— START —
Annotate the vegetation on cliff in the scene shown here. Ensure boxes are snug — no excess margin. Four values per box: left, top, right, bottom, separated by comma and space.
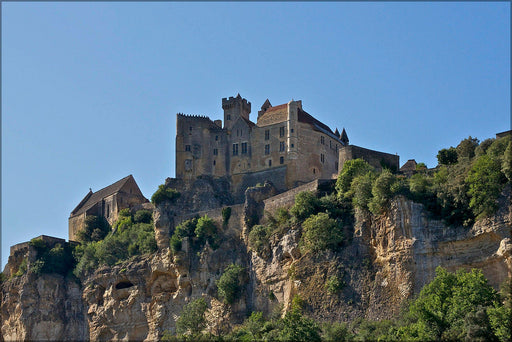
73, 209, 157, 277
336, 136, 511, 226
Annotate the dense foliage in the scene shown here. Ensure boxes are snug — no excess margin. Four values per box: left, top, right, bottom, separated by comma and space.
334, 136, 512, 226
151, 184, 180, 205
217, 264, 247, 304
170, 215, 220, 253
77, 215, 110, 243
74, 210, 157, 276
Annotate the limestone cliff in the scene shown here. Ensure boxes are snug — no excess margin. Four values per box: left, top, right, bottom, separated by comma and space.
1, 180, 512, 341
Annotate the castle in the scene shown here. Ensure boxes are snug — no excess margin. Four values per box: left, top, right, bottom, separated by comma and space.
176, 94, 399, 193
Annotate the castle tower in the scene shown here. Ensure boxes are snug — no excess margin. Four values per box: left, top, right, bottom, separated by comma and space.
222, 94, 251, 131
286, 100, 302, 159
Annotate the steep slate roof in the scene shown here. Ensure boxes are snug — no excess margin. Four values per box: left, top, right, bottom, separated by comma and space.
70, 175, 135, 217
297, 108, 340, 141
400, 159, 418, 172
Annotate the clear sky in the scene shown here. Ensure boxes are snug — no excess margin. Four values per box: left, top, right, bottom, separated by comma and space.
1, 2, 510, 269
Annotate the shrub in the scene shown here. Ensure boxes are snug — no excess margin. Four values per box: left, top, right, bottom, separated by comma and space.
301, 213, 343, 252
133, 209, 153, 223
290, 191, 320, 220
368, 170, 396, 215
325, 275, 345, 294
249, 225, 271, 259
77, 215, 110, 242
194, 215, 218, 249
176, 297, 208, 336
466, 155, 506, 217
222, 207, 231, 226
217, 264, 246, 304
336, 159, 373, 198
151, 184, 180, 205
437, 147, 457, 165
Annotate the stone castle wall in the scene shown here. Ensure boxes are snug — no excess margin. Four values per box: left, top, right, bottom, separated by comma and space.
339, 145, 400, 170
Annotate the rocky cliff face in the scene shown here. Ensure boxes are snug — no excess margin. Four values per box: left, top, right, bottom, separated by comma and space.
1, 188, 512, 340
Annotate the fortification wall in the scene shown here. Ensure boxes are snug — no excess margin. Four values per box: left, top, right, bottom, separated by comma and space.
339, 145, 400, 170
231, 165, 287, 203
263, 179, 332, 214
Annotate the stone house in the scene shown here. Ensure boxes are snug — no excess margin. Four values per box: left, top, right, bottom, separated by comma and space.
176, 94, 398, 199
68, 175, 149, 241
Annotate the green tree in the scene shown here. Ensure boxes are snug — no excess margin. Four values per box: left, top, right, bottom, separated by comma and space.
194, 215, 218, 249
151, 184, 180, 205
301, 213, 343, 252
437, 147, 457, 165
409, 267, 497, 340
77, 215, 110, 242
456, 136, 479, 161
176, 297, 208, 336
368, 170, 396, 215
336, 159, 373, 198
466, 155, 506, 217
290, 191, 320, 220
217, 264, 247, 304
350, 172, 375, 210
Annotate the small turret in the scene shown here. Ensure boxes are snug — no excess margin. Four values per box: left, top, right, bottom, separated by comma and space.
222, 94, 251, 130
340, 128, 349, 145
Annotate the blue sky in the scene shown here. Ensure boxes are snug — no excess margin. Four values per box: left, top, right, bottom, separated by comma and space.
1, 2, 510, 268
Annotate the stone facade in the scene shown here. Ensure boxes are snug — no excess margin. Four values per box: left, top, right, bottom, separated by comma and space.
68, 175, 149, 241
176, 94, 392, 198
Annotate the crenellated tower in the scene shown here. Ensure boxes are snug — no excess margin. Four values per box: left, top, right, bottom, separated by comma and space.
222, 94, 251, 131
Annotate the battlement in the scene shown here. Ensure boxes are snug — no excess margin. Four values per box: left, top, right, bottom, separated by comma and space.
176, 113, 213, 122
222, 94, 251, 112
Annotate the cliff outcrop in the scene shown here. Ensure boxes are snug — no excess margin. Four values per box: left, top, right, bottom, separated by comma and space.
1, 180, 512, 341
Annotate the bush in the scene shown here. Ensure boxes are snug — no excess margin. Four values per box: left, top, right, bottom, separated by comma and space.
176, 297, 208, 336
222, 207, 231, 226
73, 218, 157, 277
77, 215, 110, 243
151, 184, 180, 205
217, 264, 246, 304
290, 191, 320, 221
249, 225, 271, 259
368, 170, 397, 215
194, 215, 218, 249
466, 155, 506, 217
437, 147, 457, 165
301, 213, 343, 252
336, 159, 373, 198
325, 275, 345, 294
— END —
▶ **What is asked**: Reproduce the listing above from the line containing "Annotate the stone castle" down to the line containing "350, 172, 375, 210", both included, shifting every bounding-box coordinate by adding 143 and leaving all other text as it is.

▶ **Task solution**:
Annotate the stone castle wall in the scene shown here. Ensure boxes are snug — no excess margin. Four values per box: left, top, right, bottom, separated by comma and space.
482, 288, 543, 313
Annotate the rocky cliff face in the scene shown here. Ensure boxes are snug — no excess margin. Four values per box: left, top, right, bottom, separated by comma and space.
144, 331, 655, 483
Annotate the fortification wall in the scene shown here. Ensure boxes are snug — no excess margin. Four values per box: left, top, right, bottom, separated by comma and space.
482, 288, 543, 313
374, 308, 430, 346
406, 322, 475, 357
Annotate the stone house in the scene shown here. Ensure boxes are snug — no excess margin. Four values per box: left, top, right, bottom, separated by comma and space.
319, 237, 541, 342
211, 318, 292, 384
Annotate the green tree in the scene shown here. Ensure boxes are snug — no excess margin. Four values per box: left, top, right, bottom, separated by comma and space.
337, 358, 361, 392
294, 327, 323, 348
444, 356, 486, 395
580, 290, 600, 308
552, 410, 640, 483
220, 358, 253, 385
599, 279, 622, 304
319, 440, 351, 479
511, 313, 539, 358
479, 302, 516, 341
609, 298, 649, 360
433, 334, 463, 363
360, 407, 390, 447
493, 315, 518, 353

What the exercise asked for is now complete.